Assignment 1:
From the news item on the Leeds blood disorder research, extract the passage that begins at the words "It took more" and stops after "and taking painkillers.", copying it word for word.
Assignment 2:
Translate this sentence from the news item on the Leeds blood disorder research into Spanish: "World-class medical research from the University of Leeds into a rare blood disorder has been highlighted in a key report out today (Thursday, 29 January)."
Assignment 3:
Carry on the news item about the Leeds research into the rare blood disorder PNH, writing on from its last sentence.

Document excerpt:
--- START ---
World-class medical research from the University of Leeds into a rare blood disorder has been highlighted in a key report out today (Thursday, 29 January).
'The Health of the Nation: The impact of UK medical schools research' report, published by the Medical Schools Council, features the Leeds projects as an example of research which has had a significant impact on societal health.
In the project, researchers from the School of Medicine at the University of Leeds, led by Professor Peter Hillmen, identified the potential of the drug eculizumab to treat paroxysmal nocturnal haemoglobinuria (PNH), a rare acquired blood disorder, in which the bone marrow cannot compensate for a massive loss of red blood cells.
It took more than two years for researchers at Leeds to convince Alexion Pharmaceuticals, the company which had developed the drug, to permit them to perform trials in PNH. Alexions reluctance was that the low numbers of patients with PNH would make drug development unviable. However, studies were approved, performed in the UK and showed that eculizumab immediately reverses the symptoms and complications of PNH, meaning that patients were able to return to work and stop supportive therapies, such as blood transfusions and taking painkillers.
--- END ---
Provided material:
--- START ---
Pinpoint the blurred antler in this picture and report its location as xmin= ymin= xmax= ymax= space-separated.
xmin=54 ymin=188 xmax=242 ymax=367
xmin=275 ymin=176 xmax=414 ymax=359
--- END ---
Expected answer 1:
It took more than two years for researchers at Leeds to convince Alexion Pharmaceuticals, the company which had developed the drug, to permit them to perform trials in PNH. Alexions reluctance was that the low numbers of patients with PNH would make drug development unviable. However, studies were approved, performed in the UK and showed that eculizumab immediately reverses the symptoms and complications of PNH, meaning that patients were able to return to work and stop supportive therapies, such as blood transfusions and taking painkillers.

Expected answer 2:
La investigación médica de primer nivel de la Universidad de Leeds sobre un trastorno sanguíneo poco común ha sido destacada hoy (jueves, 29 de enero) en un informe clave.

Expected answer 3:
Eculizumab has transformed the treatment of PNH with major economic impacts. The Leeds group recently published data showing that the survival of patients with PNH receiving eculizumab is comparable with the normal population and that patients have a normal quality of life.
Professor Hillmen said: The eculizumab trial and subsequent results made life significantly better for thousands of sufferers of PNH worldwide.
One of the main reasons we go into medical research is to improve peoples lives and this is one example of where research has dramatically succeeded in doing this.
Professor Paul Stewart, Dean of the Faculty of Medicine and Health at the University of Leeds, sat on the oversight panel for the report. He said: This shows what an impact research which goes on within our School of Medicine can have.
Professor Hillmens project is a prime example of the innovation and perseverance which are hallmarks of our work at Leeds.
The examples of research in the report cover the spectrum from clinical practice to global health and the economy. They are taken from medical schools submissions to the Research Excellence Framework (REF) 2014, which reported its results last month.
Those results showed that, of the examples of research submitted across all subjects, the impact of clinical medicine is unmatched in the percentage of its research which achieved the highest 4* grade rating and in its overall research power. This is determined by multiplying average grading by the number of staff whose work was included.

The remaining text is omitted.